» 抜粋本文
• • •

新型コロナウィルス感染症も5月のゴールデンウィーク過ぎから、感染症法上の位置付けが、治療薬の開発やワクチン接種の拡大、さらには多くの人々の感染により集団免疫的な状況となり、より重い扱いの2類から5類へと変わりました。
 ウィルスが消滅したわけではなく、未だ一定の感染者が出ているものの、街に賑わいが戻り、各種の祭りやイベントが通常通り開催されるとともに、港には外国のお客さんも交えた外航クルーズ船が入港し始めるなど、3年半振りに日常を取り戻しつつあります。
 しかし、コロナ、コロナで明け暮れたこの3年半の間に、ロシアのウクライナへの侵略により再び東西冷戦時代に逆戻りし、アジアでは中国の軍事力と一体化した膨張戦略や、北朝鮮の飛躍的なミサイル技術の向上により、特に日本を取り巻く国際環境は緊張の度合いを高めています。
 さらには、ウクライナ紛争などによる、世界規模での燃料や食糧資源の入手難と価格の大幅上昇、アメリカにおける金融機関の破綻の影響が懸念されるなど、国内外の経済環境は厳しさを増しています。
 一方で、チャットGPTなど生成AIの出現は、情報技術の行き着く先への不安も包含しながら、人類にAIとの共存はいかにあるべきかという命題を突きつけています。
 そして、先進国と発展途上国、地政学的要素からなる国家間の離反と枠組みの再構築、急激に進んだグローバル化に対する反発と分断という問題も広がりを見せ始めました。
 加えて、文明の進歩と歩調を合わせるように進む地球温暖化による気候変動は、世界中に、これまで経験したことのない規模や激しさの様々な災害をもたらすなど、場合によっては、人間社会の対立や分断以上に、今後人類を悩まし地球上の生物の生存という意味合いも含めて大きなダメージを与えかねない限界点に達するまでに至ってきました。
 国内では、古くて新しい命題でもある、少子化による急激な人口減少への対応が、ようやく地方レベルから国家レベルで語られ始めています。
 いずれにしても、突き詰めればその根源は「人間の飽くなき欲望」という一点に集約されるのではないかと考えます。
 もちろん、人間から欲望をなくすことは出来ませんし、欲望があるからこそ人間は地球上で生存し続けていることは確かなことです。
 しかしながら、自らの思うがままに飽くなき欲望を追い続けることは自滅につながることは歴史が教えていますし、これは個々の人間だけに止まらず、各種の組織や国家にも共通したことです。
 「何ごともほどほどに、ここらへんで満足しておこう」、古代中国の思想家、老子の「足るを知る」という言葉を今一度噛みしめてみることも必要な気がするこの頃です。

• • •

» 収集資料
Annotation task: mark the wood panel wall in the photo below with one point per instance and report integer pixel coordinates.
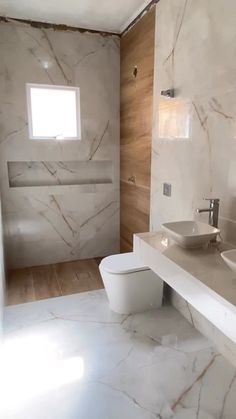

• • •

» 課題
抜粋本文について、次の問いに答えてください。
1. 新型コロナウィルス感染症の感染症法上の位置付けは、何類から何類へ変わりましたか。
2. 諸問題の根源は、どのような一点に集約されると述べられていますか。
3. 老子のどの言葉を今一度噛みしめてみることが必要だと述べられていますか。

» 解答結果
1. 2類から5類へ変わりました。
2. 「人間の飽くなき欲望」という一点です。
3. 「足るを知る」という言葉です。